Jonathan Kehayias said:

Very interesting Adam.  Thanks for sharing such a critical performance trick as a part of this weeks challenge.  I have some code I need to revisit now to see whether this applies.

January 12, 2010 6:27 PM
 

Rob Farley said:

Gotta love arming the QO with sufficient information, to be able to get proper plans.

Nice post!

January 12, 2010 10:43 PM
 

Adam Machanic said:

According to T-SQL Tuesday rules as ratified by me in the first and second T-SQL Tuesday posts, the T-SQL

February 8, 2010 2:16 PM
 

Adam Machanic said:

According to T-SQL Tuesday rules as ratified by me in the first and second T-SQL Tuesday posts, the T-SQL

February 8, 2010 2:16 PM
 

Dan said:

I actually have a question, rather, I need help figuring out why the code below runs 300% faster in the dev environment than in the QA env.

Some one suggested that replace the following construct with the one below, however, the runtime did not change.  

@request.value('(/searchRequest/mlsNumber)[1]'

--

@request.value('(/searchRequest/mlsNumber/text())[1]'

--

Please help.

DIRECTION: Pick up the T-SQL comment thread above after its final line, "Please help.", and continue it.

ENTRIES SHOWN:
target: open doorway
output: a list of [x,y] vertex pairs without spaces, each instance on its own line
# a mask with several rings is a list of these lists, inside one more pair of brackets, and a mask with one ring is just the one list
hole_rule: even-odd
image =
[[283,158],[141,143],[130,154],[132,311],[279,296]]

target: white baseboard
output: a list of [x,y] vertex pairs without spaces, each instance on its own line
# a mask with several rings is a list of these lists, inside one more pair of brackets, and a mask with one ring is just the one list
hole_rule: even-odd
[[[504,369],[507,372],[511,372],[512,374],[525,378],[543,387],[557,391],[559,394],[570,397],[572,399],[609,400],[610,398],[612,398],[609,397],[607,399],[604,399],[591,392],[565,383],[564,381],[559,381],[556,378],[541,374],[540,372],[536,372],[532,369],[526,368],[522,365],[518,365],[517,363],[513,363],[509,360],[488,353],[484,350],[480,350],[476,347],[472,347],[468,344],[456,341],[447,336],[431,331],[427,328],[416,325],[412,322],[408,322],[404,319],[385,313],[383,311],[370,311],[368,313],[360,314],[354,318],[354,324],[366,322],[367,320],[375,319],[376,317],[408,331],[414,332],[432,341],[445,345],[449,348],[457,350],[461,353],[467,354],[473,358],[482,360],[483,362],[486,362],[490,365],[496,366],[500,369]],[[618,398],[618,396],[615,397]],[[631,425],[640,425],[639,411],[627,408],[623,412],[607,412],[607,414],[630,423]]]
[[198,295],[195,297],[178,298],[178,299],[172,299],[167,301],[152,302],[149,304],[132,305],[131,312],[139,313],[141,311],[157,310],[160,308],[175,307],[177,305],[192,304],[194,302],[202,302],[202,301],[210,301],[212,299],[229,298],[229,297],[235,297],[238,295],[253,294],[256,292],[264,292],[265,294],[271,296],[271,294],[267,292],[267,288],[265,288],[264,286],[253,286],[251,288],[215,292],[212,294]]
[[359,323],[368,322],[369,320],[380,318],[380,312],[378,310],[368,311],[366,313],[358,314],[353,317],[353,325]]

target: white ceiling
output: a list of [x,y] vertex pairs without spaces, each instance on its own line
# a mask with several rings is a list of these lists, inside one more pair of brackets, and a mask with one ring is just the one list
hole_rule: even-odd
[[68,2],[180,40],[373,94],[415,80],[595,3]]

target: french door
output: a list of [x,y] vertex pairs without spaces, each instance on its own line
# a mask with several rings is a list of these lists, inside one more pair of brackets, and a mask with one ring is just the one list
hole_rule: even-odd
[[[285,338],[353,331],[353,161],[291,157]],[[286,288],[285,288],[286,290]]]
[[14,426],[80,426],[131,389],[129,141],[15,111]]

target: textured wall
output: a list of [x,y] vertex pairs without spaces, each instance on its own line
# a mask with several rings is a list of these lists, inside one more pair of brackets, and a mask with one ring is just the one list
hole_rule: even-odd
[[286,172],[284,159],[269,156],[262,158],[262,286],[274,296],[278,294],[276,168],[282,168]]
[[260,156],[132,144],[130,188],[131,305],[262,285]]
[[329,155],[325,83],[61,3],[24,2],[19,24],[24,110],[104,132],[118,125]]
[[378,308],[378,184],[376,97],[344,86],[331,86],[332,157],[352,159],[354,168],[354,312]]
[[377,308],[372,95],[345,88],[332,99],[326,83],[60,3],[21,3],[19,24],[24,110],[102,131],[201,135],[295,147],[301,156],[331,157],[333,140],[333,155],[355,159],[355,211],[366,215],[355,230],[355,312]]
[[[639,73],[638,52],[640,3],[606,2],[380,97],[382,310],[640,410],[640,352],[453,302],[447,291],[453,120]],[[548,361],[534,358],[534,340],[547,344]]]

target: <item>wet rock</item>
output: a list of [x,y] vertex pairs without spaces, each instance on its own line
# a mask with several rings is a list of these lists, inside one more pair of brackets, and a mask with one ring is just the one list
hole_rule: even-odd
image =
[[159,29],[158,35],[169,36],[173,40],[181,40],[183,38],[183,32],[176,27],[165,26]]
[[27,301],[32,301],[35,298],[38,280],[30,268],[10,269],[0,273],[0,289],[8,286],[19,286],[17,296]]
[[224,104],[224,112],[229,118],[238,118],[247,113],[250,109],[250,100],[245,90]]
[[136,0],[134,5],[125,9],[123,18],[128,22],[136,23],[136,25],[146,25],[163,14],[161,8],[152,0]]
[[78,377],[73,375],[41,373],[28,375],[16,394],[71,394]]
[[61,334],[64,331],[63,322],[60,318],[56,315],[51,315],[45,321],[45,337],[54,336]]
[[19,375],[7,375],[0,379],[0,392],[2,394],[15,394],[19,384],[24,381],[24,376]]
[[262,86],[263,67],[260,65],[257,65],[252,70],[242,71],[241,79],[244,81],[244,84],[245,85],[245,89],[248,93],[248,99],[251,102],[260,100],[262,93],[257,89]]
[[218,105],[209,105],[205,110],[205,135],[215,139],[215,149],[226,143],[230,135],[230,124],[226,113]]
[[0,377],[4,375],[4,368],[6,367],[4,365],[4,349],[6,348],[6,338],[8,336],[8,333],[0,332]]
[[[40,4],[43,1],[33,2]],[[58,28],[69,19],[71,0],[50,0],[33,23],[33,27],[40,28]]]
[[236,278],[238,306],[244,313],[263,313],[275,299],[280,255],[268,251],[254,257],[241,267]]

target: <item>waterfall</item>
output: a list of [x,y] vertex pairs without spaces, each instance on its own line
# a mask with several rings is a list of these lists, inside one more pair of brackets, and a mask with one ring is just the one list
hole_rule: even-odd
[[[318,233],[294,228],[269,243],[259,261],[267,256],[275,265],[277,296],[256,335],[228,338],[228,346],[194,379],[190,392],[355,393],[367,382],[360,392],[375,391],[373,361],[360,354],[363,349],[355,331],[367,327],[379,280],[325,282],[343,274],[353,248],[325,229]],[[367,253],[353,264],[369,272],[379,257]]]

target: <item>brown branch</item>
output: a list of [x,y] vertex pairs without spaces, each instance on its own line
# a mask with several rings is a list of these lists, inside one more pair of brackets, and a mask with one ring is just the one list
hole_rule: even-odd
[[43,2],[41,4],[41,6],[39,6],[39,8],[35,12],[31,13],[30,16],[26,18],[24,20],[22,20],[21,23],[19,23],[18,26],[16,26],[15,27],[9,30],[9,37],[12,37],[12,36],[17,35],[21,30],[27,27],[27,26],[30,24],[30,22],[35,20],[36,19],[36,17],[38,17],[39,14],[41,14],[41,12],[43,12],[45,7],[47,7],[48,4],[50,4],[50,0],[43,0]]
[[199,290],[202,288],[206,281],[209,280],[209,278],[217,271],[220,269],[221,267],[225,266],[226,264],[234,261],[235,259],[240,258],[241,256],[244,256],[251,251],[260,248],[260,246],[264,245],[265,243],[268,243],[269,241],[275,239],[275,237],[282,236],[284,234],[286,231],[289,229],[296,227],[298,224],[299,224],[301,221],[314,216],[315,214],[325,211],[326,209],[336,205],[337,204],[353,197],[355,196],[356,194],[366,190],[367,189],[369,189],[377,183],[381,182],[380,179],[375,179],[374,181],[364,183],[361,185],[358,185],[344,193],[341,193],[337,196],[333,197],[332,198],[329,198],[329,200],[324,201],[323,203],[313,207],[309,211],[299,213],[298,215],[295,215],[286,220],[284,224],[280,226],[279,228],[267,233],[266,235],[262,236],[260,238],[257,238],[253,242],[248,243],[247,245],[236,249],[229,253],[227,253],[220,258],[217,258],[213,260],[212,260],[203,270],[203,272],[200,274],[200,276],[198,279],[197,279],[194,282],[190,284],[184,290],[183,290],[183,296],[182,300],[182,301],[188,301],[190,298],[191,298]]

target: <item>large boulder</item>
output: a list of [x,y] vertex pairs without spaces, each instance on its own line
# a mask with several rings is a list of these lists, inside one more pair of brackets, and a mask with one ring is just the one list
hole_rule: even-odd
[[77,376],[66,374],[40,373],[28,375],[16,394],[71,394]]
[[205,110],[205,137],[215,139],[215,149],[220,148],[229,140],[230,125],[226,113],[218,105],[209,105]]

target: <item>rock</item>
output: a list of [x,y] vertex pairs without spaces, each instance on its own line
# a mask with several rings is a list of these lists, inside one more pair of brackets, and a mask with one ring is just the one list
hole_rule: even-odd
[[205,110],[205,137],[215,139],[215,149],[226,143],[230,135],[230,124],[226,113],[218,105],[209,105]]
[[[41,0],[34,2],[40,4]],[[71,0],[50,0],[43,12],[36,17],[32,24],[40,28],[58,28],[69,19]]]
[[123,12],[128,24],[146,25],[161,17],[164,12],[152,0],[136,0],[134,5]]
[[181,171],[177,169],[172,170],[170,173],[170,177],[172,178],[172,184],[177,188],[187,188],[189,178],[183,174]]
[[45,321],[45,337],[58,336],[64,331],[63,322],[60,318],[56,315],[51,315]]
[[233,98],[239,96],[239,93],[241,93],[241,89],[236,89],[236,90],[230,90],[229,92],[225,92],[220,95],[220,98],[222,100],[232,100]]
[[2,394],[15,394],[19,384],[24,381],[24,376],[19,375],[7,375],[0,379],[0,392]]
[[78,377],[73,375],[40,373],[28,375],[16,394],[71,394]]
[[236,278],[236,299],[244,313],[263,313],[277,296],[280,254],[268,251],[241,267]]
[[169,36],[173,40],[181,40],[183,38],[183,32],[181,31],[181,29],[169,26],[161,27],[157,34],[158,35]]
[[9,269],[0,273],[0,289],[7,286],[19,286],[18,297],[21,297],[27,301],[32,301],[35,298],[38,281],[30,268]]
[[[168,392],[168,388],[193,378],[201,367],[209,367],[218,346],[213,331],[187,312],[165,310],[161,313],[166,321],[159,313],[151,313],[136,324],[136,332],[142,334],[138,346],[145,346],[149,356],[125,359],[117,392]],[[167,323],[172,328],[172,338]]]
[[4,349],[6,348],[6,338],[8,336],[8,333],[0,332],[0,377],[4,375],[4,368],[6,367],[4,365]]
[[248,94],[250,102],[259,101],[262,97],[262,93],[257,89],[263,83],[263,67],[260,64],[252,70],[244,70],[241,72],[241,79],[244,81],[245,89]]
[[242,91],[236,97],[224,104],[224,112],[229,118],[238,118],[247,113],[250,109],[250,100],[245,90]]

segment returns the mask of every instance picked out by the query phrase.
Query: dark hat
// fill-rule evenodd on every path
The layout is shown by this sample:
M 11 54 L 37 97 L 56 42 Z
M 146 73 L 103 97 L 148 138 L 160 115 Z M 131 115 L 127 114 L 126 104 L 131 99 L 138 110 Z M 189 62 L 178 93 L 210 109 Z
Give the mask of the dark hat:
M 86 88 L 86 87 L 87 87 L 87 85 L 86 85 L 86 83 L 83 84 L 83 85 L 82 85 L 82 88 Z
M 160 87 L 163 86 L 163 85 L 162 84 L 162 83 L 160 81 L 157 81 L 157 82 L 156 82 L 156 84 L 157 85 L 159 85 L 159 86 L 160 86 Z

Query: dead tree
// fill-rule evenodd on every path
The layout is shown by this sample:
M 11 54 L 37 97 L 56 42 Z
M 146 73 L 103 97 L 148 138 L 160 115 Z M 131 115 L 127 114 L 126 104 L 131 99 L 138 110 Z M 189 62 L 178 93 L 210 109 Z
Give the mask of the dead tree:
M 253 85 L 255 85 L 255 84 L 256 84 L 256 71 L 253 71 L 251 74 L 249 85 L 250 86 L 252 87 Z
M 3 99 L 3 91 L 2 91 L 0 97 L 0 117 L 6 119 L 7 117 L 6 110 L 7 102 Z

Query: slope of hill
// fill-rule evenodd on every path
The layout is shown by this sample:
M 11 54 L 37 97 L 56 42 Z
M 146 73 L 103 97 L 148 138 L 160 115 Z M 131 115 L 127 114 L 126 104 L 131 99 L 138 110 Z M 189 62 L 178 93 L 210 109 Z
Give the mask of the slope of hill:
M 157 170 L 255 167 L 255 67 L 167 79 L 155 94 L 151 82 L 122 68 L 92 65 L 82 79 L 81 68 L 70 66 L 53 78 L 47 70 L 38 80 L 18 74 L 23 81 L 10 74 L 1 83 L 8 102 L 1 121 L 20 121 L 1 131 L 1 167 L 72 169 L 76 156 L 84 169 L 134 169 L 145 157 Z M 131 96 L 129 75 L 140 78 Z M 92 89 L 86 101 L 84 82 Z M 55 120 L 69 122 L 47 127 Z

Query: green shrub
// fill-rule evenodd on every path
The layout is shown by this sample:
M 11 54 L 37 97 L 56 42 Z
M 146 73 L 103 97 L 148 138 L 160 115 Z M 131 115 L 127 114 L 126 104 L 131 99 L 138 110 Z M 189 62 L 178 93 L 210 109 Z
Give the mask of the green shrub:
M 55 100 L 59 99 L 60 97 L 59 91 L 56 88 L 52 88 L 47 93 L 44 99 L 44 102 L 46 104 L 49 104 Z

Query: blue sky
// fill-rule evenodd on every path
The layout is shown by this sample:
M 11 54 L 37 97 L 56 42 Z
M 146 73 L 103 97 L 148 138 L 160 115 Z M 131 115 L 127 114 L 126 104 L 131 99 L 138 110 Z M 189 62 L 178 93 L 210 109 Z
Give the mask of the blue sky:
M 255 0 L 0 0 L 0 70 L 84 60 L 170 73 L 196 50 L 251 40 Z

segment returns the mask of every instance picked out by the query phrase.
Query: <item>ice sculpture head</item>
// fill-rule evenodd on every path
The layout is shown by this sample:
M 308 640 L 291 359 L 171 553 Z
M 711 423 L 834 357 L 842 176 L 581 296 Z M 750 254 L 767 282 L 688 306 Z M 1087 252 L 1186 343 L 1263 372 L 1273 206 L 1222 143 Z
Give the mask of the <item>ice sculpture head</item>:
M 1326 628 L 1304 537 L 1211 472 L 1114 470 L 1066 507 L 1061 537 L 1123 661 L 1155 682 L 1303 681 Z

REPLY TO THE TASK:
Thanks,

Dan

DECLARE @request xml

DECLARE @latitudeMax float

DECLARE @latitudeMin float

DECLARE @longitudeMax float

DECLARE @longitudeMin float

DECLARE @agentUsername varchar(30)

DECLARE @firmCode varchar(30)

DECLARE @areas table

(

AreaID int

, Name varchar(200)

)

--

--

select @Request = '<searchRequest><header><requestType>ListingSearch</requestType></header><zipCode>91342</zipCode><propertyType><type>0</type></propertyType><listingStatus><status>5</status></listingStatus></searchRequest>'

--

--INSERT INTO ListingSearchIndex

-- (RequestID, SearchKey)

SELECT 470 , svo.MlsNum

FROM

mls_unified_svo_tbl svo (nolock)

WHERE

svo.LoadOnInternet = 1

AND svo.std IS NOT NULL

AND svo.snd IS NOT NULL

AND (svo.Status IN (5, 30, 45)

OR

(svo.Status IN (10, 20)

AND DATEDIFF(day, svo.StatusDate, GETDATE()) < 365

)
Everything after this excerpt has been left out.